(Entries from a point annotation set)
** start **
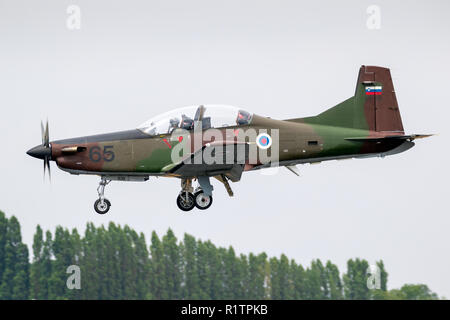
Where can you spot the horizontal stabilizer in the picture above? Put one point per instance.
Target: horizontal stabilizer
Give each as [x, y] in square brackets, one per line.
[399, 137]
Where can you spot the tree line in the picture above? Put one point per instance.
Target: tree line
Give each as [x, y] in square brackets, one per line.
[116, 263]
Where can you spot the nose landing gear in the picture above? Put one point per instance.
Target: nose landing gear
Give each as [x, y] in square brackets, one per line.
[202, 201]
[188, 199]
[102, 205]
** end **
**Set task:** Update every entry by replacing each occurrence of "Put one point per instance" with "Place one point on each instance", keeping all other text the same. Omit the pictures from the output.

**Answer for this exercise:**
Where can you spot the horizontal stabilizer in the picture above? Place one point on each instance.
Target: horizontal stabilizer
Give each as [x, y] in square brackets, one per line.
[399, 137]
Where can you spot the tree line in the picture above? Place one point on each instance.
Target: tree line
Give each as [x, y] in square brackets, one per line.
[116, 263]
Where can you spot the nose landing gear in the picture above? Place one point on each instance.
Target: nose landing gear
Give each as [x, y] in square brackets, one per line.
[202, 201]
[188, 199]
[102, 205]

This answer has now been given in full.